-- START OF INPUT RECORDS --

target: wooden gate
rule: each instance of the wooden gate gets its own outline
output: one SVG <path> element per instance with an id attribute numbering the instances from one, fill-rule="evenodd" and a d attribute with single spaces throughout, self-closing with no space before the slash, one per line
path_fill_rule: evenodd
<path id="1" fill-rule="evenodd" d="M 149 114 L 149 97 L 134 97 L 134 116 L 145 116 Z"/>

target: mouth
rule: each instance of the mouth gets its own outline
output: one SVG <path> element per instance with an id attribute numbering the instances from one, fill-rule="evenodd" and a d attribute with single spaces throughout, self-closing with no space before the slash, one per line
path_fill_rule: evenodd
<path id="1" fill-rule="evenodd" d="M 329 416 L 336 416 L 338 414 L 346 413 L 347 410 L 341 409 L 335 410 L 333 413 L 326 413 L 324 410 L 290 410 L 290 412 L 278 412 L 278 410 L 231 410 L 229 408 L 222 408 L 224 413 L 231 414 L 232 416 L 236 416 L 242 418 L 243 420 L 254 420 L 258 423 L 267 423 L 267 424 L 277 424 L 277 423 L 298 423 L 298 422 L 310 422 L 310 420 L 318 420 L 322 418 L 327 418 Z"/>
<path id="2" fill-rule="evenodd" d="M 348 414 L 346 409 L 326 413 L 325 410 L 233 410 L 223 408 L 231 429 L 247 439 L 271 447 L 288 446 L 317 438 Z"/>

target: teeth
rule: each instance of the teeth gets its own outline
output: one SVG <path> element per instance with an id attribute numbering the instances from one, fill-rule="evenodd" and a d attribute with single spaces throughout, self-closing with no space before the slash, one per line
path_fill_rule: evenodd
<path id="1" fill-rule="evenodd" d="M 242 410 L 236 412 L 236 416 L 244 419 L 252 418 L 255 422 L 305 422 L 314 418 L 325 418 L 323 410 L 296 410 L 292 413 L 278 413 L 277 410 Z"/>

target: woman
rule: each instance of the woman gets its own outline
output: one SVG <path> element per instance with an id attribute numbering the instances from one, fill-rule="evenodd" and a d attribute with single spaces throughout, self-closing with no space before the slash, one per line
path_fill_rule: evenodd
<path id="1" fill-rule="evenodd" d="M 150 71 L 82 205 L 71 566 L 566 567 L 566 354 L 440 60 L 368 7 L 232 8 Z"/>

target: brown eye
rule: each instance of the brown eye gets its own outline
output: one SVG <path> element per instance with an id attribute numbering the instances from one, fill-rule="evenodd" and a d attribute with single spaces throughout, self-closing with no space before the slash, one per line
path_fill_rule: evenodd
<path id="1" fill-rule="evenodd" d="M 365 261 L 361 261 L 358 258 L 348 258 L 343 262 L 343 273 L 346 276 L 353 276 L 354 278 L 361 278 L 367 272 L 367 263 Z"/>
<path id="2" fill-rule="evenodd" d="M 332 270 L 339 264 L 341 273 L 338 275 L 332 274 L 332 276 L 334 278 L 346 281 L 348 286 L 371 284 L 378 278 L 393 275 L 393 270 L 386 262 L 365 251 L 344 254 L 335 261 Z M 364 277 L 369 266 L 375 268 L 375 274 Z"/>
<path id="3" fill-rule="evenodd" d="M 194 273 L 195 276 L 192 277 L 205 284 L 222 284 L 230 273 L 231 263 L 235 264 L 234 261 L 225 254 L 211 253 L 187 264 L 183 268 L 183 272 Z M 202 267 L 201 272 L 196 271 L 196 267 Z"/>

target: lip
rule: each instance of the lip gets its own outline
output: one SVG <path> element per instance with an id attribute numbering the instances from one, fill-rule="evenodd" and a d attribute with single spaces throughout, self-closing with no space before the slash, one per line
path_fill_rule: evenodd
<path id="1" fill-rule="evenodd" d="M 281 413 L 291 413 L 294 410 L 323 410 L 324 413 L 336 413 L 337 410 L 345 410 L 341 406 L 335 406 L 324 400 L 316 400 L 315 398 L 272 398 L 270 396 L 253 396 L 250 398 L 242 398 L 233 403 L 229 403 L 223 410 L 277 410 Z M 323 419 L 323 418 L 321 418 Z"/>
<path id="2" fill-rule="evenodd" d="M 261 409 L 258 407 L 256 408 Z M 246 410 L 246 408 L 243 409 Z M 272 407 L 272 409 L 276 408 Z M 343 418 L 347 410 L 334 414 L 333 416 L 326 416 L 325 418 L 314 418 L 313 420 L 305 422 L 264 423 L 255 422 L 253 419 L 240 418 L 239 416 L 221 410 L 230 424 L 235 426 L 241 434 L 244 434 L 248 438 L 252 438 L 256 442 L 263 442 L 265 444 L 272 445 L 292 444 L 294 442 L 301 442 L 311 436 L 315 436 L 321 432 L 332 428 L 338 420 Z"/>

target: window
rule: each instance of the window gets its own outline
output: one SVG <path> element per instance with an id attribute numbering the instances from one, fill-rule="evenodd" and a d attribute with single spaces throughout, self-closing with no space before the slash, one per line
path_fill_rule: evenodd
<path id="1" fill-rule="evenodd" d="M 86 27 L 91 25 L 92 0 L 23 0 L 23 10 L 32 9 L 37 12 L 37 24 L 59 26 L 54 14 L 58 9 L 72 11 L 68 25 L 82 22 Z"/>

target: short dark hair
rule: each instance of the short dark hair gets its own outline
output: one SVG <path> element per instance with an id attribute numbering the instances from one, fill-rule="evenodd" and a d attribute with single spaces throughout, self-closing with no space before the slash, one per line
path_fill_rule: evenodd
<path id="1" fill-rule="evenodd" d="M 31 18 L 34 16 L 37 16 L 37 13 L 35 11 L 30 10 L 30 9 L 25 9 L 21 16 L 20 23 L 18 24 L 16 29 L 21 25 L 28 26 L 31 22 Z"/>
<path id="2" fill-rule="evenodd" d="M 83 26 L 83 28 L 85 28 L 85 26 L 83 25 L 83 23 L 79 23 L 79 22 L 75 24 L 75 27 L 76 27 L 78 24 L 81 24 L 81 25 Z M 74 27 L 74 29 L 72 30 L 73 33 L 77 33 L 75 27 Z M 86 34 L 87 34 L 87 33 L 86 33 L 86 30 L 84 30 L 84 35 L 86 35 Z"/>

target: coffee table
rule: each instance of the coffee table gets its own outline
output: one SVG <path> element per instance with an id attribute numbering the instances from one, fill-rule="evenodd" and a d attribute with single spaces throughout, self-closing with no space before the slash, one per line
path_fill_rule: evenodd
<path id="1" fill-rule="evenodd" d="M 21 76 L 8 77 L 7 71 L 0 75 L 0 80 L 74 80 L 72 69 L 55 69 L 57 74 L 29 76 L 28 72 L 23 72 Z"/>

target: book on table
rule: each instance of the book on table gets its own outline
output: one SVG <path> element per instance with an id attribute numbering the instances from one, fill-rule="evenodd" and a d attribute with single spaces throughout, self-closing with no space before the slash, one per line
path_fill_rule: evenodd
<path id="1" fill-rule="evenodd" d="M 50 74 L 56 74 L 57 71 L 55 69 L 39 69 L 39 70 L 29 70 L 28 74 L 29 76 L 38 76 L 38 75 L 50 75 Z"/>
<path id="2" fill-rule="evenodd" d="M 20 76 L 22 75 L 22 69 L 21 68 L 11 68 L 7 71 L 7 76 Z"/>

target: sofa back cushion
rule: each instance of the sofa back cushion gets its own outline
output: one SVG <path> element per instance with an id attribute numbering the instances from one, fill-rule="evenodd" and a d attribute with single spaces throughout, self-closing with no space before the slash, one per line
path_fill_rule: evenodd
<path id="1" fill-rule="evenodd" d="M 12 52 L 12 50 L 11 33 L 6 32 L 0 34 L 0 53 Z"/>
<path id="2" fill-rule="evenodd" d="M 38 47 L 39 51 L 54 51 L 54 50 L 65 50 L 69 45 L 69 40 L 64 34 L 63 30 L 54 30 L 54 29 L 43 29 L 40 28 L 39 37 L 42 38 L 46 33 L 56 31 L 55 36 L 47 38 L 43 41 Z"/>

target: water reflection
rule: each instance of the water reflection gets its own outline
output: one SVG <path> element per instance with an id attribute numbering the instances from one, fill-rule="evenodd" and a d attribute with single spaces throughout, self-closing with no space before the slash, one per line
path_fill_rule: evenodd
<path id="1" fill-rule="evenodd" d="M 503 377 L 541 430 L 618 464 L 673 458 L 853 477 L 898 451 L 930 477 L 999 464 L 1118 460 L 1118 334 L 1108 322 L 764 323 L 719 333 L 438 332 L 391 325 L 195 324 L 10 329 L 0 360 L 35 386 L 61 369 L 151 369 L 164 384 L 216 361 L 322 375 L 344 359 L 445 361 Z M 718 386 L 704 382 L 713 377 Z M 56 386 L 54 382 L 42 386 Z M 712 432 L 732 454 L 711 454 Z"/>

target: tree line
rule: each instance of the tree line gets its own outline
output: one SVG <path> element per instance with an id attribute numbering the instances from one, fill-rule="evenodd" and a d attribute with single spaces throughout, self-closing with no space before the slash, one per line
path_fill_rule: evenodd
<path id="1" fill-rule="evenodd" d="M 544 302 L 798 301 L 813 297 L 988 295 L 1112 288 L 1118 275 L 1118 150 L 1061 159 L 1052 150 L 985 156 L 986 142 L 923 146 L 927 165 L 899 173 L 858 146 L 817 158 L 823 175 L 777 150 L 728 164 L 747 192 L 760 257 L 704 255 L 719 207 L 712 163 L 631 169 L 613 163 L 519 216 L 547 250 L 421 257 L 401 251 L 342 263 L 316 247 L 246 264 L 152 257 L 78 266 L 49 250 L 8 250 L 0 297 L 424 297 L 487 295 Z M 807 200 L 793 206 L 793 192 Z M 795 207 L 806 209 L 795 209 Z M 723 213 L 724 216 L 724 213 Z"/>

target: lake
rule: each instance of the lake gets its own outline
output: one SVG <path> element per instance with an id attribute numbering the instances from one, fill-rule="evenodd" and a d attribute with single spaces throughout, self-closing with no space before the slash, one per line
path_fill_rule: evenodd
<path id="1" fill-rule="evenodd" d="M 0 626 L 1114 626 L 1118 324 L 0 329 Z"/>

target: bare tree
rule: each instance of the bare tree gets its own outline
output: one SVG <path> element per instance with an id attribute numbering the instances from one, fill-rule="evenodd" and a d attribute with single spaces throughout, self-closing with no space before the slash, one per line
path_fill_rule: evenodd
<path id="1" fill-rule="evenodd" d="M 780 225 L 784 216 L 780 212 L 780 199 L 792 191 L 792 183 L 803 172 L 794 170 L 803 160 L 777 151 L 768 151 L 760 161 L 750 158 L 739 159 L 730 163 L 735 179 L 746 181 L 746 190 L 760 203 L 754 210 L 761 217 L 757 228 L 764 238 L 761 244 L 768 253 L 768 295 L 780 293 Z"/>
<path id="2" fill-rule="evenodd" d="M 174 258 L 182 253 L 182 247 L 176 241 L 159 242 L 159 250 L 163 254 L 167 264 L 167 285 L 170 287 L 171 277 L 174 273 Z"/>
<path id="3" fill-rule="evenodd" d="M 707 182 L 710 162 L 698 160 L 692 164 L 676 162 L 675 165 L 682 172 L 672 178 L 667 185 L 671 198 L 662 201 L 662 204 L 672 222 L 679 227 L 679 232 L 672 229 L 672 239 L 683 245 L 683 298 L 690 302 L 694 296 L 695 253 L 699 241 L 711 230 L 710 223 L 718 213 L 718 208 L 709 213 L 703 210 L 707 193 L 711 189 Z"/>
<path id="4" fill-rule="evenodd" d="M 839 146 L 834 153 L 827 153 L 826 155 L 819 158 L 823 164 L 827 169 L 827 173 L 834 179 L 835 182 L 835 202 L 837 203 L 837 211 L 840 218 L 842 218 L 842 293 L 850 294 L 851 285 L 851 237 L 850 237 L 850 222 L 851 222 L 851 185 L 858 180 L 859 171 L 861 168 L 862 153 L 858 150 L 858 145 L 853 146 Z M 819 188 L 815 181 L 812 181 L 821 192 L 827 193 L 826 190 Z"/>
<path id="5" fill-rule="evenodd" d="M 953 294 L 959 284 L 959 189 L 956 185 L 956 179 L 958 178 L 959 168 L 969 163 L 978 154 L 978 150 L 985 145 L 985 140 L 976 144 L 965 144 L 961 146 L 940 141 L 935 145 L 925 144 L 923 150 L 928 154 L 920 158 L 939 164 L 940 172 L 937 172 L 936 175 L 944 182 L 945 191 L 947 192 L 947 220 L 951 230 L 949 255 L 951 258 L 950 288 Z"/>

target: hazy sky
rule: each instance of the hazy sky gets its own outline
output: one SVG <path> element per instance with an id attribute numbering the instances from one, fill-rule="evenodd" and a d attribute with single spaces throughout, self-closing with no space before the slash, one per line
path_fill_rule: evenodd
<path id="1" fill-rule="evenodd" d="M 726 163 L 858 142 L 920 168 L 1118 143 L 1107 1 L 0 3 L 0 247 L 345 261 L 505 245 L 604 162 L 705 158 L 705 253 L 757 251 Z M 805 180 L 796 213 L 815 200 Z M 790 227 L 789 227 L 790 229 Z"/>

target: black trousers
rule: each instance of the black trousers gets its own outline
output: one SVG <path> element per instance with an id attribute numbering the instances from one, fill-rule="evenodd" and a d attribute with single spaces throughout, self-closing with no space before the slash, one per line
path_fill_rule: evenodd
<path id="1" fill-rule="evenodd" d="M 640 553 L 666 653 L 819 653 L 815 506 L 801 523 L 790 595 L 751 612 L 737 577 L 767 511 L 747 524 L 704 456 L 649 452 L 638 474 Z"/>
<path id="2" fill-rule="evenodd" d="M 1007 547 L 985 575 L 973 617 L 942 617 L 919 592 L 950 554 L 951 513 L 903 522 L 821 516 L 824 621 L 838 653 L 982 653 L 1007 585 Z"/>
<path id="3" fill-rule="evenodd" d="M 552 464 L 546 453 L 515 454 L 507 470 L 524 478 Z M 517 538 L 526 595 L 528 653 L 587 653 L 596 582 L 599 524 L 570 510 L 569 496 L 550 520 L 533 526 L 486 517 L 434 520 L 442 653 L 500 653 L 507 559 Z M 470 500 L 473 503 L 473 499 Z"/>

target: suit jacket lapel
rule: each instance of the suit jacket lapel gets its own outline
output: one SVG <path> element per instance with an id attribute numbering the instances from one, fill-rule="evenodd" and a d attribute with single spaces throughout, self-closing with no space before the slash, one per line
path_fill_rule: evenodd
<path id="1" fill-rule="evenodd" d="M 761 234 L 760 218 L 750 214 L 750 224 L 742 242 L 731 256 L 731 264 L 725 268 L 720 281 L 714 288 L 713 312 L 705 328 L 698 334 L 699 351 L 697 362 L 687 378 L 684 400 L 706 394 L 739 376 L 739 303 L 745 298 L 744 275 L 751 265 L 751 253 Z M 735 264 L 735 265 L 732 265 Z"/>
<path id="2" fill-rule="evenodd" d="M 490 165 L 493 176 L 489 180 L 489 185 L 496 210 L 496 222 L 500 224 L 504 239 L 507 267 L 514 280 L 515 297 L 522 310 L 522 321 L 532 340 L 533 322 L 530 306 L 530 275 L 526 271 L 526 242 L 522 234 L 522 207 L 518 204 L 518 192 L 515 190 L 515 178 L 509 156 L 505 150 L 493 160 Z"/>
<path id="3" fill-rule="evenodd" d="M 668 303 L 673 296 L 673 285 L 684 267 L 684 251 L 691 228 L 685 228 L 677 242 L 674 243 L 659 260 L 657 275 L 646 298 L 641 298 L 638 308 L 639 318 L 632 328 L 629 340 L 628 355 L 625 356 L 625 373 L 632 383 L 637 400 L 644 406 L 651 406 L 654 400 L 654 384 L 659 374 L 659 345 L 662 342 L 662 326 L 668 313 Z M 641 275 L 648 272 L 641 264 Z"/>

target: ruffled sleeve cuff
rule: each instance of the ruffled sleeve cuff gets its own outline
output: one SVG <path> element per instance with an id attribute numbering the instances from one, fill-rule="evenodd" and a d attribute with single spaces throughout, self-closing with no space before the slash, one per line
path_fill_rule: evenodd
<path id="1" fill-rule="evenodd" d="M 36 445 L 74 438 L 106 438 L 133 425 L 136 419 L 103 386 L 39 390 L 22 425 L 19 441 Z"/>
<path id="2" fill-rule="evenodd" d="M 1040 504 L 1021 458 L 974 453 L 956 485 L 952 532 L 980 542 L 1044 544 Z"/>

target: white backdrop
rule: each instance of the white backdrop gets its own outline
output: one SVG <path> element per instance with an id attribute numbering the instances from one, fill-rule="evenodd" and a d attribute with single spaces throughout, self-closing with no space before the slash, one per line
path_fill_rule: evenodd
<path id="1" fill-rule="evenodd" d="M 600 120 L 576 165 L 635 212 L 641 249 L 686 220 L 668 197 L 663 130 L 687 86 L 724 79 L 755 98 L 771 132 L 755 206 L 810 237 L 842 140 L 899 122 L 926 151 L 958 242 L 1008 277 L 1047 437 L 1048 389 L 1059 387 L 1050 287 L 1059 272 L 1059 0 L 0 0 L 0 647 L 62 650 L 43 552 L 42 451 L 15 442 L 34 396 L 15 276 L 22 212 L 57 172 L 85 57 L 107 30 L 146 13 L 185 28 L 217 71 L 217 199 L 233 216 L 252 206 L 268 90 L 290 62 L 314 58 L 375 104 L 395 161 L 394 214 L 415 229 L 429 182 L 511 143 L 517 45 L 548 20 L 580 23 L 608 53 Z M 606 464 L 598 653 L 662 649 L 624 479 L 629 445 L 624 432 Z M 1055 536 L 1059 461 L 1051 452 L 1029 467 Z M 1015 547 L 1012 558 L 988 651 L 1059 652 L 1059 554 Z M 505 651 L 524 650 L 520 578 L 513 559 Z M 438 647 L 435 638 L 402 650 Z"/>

-- END OF INPUT RECORDS --

▶ [TASK DETAILS]:
Recast the stretch of the records from the line containing "target: teeth" through the line containing "242 410 L 236" as a Markdown table with the columns Row and Text. Give each line its row number and skip any blank lines.

▶ [FINAL RESULT]:
| Row | Text |
|---|---|
| 1 | target: teeth |
| 2 | rule: each instance of the teeth gets its own outline |
| 3 | output: one SVG <path> element per instance with an id attribute numbering the instances from one, fill-rule="evenodd" and a d attribute with single spaces throughout, self-closing with no space before the slash, one per line |
| 4 | path_fill_rule: evenodd |
| 5 | <path id="1" fill-rule="evenodd" d="M 242 410 L 236 412 L 236 416 L 244 419 L 252 418 L 255 422 L 305 422 L 314 418 L 325 418 L 323 410 L 296 410 L 292 413 L 278 413 L 277 410 Z"/> |